* **Exercise requirements**:
1. Do these statements agree with the passage about Mr. Gorpers? (a) Mr. Gorpers is skilled with an axe. (b) The tenant houses rent for $2.00 a month. (c) The tenants burned all the apple trees for firewood. Answer each with yes or no and quote the deciding words.
2. Can you carry on the passage about Mr. Gorpers, beginning right after its closing question, "Are these people human?"

(Supplied passage begins)

Fuel? I have a farm littered with ‘down wood’ from a storm. But the tenant cuts a young walnut or steals my coal or the sticks from the tobacco barns. In this respect, however, Mr. Gorpers must have his due. He is ‘handy with an axe as a snake with pizen.'
Mr. Gorpers has another talent, for hunting.
‘Mr. Gorpers,’ I have said, ‘sell your dogs and feed your children.’
‘Chillun?’ said he. ‘These hounds has more sense than chillun.’ Then he added with finality, ‘Huntin’ is my pleasure.’
I was indiscreet enough to suggest that he would get more pleasure out of well-fed children than well-fed hounds, but he pitied my unbelief.
‘I reckon we all git what’s comin’ to us.’
You have seen pictures of the house of the poor tenant labeled ‘unfit for human habitation,’ and I admit that I would not wish to inhabit the palazzo Gorpers. If I did, with hammer and nails at hand for borrowing, it would not remain as it is now. You have seen the picture of what the tenant has reduced a good house to. For want of half an hour’s leak-stopping on his part or notice to the landlord, rafter, chimney, floor, joint, and foundation have to be repaired. New wallpaper is instantly splashed, spat upon, scribbled upon, greased with grimy fingers, torn, used (as is the woodwork) for a pincushion. The ceiling is shot through. Plaster is knocked off. Windows are broken by children or because they ‘won’t open.’ We used to have a third cottage, but the tenants used most of it and all the apple trees for firewood. Screens last a few weeks, and in any case are always kept open by the children for handy throwing out of slops or the convenience of dogs. Rodent and insect life abounds in all tenant houses, no matter how much the landlord provides in the way of poison or trap. Rentals are dear, at $4.00 a month. Are these people human?

(Supplied passage ends)
(Listed entries begins)

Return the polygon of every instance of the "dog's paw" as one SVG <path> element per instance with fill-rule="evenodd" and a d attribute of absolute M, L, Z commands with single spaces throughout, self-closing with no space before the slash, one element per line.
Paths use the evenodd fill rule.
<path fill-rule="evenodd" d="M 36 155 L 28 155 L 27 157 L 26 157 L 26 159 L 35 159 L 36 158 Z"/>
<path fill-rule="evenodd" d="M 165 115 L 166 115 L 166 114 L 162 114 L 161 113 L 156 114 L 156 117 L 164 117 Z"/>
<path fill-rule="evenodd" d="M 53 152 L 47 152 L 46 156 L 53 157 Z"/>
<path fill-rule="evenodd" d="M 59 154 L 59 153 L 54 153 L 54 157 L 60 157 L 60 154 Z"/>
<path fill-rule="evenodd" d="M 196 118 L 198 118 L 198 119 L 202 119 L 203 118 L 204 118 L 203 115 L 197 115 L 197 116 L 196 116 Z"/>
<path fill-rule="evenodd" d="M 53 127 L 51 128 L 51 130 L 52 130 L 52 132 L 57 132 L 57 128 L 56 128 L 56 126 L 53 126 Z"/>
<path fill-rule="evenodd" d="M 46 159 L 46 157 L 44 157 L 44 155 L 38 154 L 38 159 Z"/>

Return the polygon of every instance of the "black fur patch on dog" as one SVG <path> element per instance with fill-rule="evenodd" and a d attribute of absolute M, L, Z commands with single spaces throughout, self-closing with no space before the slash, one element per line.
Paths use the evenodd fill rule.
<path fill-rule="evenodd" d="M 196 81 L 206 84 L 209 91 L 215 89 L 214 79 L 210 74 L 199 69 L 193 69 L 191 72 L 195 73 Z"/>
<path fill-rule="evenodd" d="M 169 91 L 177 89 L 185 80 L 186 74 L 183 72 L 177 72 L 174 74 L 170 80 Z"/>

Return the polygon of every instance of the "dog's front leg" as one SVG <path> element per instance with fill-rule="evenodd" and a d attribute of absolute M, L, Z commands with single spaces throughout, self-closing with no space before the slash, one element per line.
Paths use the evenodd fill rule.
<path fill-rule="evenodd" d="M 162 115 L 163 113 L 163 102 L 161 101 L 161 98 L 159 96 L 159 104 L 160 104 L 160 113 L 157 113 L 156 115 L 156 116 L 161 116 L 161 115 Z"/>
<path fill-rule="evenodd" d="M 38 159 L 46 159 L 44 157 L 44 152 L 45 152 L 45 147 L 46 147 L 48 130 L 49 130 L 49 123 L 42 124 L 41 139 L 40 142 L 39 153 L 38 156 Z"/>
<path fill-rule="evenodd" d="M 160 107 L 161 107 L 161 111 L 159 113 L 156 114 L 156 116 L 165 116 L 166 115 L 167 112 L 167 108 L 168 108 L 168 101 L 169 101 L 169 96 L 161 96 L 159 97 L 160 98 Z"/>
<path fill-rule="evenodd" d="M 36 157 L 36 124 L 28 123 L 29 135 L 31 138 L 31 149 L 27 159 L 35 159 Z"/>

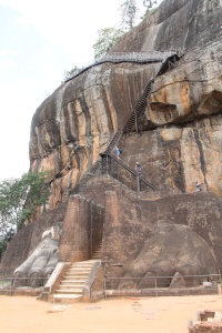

(Listed entries ends)

* **Per-task outputs**:
1.
(a) Yes: "handy with an axe as a snake with pizen"
(b) No: "Rentals are dear, at $4.00 a month."
(c) Yes: "the tenants used most of it and all the apple trees for firewood"

2.
I have tried to indicate that they are human, pitifully human, all too human. I know that they are ignorant because they will not go to school. I know that they are undernourished because they neither inherit the balanced diet of the European peasant nor will consider adopting one. I know that they are weary after the day’s work and unprovided with servants and plumbing that make cleanliness easy for us. I know that they are a submerged class. Who is to blame? You may blame the landlord, the lack of ownership, the capitalist system, the President, the Civil War, the Southern sun. Some people even blame the tenants themselves. Pity them you must. But what is to be done about them? We suffer from them. The land suffers from them. The country suffers from them. Society is in danger from them. And what can be done with Tovarish Gorpers but pay a month’s rent to his next landlord and endeavor to nourish ‘no hard feelings’?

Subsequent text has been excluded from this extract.